*Required work*
Scan the records for the string "cloud" and copy every line that holds it.
⟨
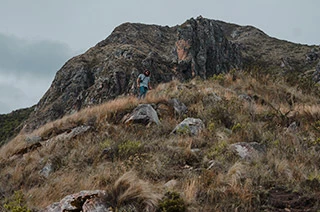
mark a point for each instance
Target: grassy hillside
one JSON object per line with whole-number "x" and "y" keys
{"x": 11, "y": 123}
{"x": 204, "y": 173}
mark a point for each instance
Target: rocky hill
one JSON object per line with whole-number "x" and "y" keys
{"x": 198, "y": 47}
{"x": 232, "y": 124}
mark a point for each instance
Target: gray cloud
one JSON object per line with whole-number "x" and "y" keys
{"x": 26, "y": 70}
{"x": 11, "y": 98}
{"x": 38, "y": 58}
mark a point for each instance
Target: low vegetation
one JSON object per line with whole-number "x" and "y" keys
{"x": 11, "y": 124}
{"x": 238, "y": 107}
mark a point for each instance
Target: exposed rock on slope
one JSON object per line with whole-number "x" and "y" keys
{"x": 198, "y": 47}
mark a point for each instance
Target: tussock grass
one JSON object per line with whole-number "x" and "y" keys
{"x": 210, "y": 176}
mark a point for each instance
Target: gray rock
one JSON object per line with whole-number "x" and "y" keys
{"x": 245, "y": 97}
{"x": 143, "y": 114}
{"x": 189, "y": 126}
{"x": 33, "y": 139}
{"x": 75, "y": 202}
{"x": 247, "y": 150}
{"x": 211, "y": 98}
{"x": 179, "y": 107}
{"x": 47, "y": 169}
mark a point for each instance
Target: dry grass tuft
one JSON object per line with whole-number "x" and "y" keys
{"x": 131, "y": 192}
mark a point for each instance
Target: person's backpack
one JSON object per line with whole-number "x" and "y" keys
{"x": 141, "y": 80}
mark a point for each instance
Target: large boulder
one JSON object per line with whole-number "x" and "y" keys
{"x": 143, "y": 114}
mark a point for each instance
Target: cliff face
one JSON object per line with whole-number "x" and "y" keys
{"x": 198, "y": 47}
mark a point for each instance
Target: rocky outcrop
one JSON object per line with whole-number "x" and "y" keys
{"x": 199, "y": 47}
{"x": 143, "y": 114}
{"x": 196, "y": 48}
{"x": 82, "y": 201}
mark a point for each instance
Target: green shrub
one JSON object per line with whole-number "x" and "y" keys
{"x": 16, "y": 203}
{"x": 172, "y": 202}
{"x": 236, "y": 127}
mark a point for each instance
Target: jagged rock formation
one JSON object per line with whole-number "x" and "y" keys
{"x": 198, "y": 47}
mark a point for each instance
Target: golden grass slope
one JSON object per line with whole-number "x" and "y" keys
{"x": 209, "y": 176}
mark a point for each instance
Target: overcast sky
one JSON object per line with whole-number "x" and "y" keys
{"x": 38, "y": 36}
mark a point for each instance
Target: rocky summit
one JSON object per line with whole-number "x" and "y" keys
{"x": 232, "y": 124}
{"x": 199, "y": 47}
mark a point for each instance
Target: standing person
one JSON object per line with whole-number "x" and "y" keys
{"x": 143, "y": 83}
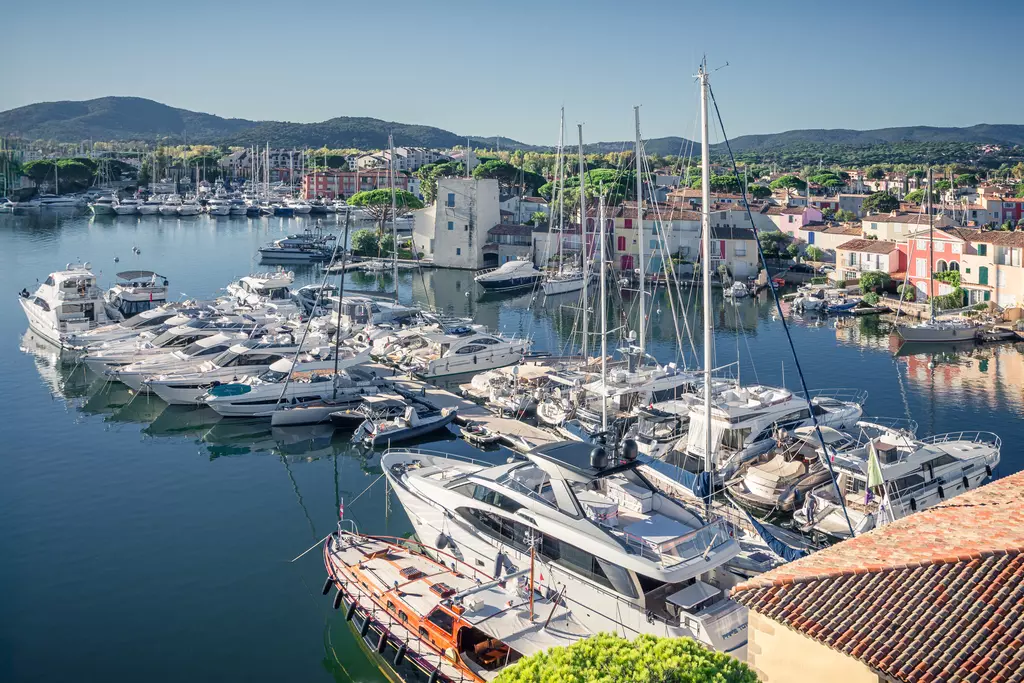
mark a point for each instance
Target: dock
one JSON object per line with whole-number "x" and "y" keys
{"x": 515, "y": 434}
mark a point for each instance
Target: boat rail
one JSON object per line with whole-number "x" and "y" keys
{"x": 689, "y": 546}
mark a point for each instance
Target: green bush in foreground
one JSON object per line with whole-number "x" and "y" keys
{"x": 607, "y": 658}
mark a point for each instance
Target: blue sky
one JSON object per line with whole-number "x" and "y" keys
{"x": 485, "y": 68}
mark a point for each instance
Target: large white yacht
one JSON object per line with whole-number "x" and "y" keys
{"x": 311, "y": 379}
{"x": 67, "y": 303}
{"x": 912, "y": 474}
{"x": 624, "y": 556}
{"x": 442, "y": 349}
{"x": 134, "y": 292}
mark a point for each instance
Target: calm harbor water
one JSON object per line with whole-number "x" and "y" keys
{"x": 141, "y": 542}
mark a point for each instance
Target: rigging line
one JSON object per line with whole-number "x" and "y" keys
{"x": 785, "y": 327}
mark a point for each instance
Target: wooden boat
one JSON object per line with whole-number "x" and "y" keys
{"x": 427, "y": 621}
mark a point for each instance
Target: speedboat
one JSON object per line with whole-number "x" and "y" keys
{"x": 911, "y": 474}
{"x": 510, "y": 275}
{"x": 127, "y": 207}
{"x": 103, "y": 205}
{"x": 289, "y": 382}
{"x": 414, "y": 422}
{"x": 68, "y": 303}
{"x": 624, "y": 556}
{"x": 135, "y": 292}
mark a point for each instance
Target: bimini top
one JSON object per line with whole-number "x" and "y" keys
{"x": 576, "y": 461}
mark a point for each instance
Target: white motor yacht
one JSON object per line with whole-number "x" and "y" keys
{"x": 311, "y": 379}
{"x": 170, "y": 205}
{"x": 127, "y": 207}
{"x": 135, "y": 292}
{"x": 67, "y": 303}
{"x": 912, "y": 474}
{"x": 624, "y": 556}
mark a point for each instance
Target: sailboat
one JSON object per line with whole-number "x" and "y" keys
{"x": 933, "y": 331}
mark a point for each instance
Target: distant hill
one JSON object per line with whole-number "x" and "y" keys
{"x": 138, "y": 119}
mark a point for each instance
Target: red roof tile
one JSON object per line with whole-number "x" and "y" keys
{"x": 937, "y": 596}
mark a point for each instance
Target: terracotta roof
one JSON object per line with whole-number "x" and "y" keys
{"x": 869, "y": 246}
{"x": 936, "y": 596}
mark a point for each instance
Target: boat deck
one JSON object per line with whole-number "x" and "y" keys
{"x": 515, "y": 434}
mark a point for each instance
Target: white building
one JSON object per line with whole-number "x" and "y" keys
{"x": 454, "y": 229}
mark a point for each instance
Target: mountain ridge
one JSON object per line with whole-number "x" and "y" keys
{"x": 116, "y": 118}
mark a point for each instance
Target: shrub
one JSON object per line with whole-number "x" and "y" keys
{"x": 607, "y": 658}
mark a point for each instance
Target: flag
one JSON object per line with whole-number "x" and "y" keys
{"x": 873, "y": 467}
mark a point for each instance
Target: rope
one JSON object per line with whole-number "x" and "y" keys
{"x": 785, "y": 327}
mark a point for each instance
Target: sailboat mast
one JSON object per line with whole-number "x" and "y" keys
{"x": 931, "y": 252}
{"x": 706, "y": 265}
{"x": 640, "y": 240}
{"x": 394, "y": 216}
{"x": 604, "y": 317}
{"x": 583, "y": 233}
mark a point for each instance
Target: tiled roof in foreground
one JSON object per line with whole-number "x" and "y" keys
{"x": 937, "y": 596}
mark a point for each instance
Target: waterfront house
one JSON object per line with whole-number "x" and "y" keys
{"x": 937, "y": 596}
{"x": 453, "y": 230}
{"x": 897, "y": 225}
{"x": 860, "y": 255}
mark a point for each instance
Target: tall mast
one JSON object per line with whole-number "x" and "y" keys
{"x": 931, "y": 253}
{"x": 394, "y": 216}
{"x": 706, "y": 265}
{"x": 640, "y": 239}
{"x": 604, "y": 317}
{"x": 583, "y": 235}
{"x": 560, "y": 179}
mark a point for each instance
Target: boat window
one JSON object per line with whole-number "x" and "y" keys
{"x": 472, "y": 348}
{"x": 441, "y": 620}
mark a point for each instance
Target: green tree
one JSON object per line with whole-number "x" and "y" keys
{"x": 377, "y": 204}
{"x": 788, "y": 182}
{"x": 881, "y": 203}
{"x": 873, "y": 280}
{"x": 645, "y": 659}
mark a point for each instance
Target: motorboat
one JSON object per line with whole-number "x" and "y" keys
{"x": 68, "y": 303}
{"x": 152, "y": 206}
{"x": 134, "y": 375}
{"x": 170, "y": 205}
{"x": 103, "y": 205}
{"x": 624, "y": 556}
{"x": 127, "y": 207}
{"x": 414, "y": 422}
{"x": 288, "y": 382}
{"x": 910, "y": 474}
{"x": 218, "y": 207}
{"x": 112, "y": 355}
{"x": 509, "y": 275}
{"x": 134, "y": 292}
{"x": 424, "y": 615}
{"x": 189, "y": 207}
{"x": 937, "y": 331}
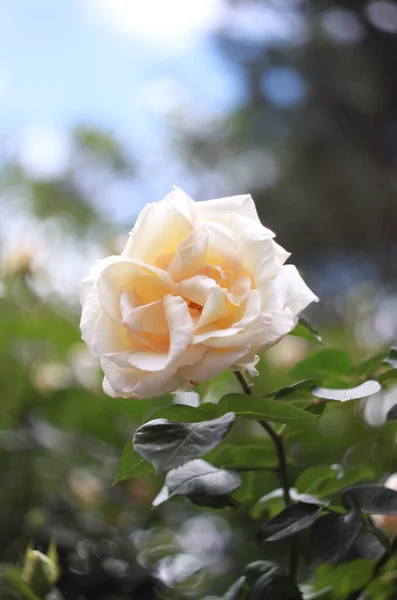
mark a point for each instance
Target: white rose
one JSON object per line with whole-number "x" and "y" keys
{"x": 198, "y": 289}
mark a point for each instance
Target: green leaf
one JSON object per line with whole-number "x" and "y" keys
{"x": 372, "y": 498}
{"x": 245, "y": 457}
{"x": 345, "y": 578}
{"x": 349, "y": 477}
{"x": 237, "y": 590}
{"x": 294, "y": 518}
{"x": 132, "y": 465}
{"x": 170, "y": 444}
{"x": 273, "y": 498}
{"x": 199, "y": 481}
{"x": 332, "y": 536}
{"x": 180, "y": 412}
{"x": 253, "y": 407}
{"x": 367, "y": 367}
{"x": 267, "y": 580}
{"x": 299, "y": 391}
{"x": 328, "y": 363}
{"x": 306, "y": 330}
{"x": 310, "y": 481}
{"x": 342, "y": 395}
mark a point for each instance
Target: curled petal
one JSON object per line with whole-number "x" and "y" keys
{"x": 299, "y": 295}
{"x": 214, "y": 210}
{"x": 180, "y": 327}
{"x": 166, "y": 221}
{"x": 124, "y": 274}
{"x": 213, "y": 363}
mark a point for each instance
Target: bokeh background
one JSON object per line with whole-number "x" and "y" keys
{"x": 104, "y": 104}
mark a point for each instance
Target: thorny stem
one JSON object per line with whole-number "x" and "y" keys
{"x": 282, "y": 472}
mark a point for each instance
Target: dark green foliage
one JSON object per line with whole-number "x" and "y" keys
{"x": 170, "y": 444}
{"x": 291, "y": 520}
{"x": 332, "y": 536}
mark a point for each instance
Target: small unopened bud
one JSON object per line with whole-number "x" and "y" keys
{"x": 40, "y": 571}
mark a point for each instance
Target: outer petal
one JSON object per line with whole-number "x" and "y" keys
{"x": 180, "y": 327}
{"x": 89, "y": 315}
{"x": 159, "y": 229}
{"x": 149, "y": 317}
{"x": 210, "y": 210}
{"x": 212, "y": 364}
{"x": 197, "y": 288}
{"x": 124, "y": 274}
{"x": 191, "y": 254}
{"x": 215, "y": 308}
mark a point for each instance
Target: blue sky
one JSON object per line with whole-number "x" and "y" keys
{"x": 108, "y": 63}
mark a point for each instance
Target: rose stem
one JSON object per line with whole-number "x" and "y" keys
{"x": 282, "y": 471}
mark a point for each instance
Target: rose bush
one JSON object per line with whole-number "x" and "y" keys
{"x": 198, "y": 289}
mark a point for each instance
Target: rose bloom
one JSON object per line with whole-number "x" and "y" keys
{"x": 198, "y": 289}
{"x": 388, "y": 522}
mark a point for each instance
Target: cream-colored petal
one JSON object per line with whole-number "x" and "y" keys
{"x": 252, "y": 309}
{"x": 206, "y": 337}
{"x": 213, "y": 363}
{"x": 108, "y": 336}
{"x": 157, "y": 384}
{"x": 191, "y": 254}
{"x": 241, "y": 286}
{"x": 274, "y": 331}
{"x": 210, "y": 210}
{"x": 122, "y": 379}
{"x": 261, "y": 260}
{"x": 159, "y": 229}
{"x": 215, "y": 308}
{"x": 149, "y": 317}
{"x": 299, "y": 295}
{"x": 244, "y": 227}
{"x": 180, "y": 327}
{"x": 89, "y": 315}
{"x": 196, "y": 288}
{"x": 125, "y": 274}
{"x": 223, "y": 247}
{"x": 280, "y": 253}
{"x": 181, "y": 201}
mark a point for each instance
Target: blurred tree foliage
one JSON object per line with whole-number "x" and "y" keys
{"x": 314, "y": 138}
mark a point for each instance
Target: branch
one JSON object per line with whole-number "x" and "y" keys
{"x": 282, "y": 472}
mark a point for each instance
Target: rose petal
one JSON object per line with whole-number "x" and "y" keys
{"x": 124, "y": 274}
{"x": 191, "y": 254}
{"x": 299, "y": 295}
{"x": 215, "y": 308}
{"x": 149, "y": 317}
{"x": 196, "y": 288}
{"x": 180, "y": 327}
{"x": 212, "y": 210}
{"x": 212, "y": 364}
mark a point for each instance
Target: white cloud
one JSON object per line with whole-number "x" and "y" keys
⟩
*Answer box*
Target: gray cloud
Target: white cloud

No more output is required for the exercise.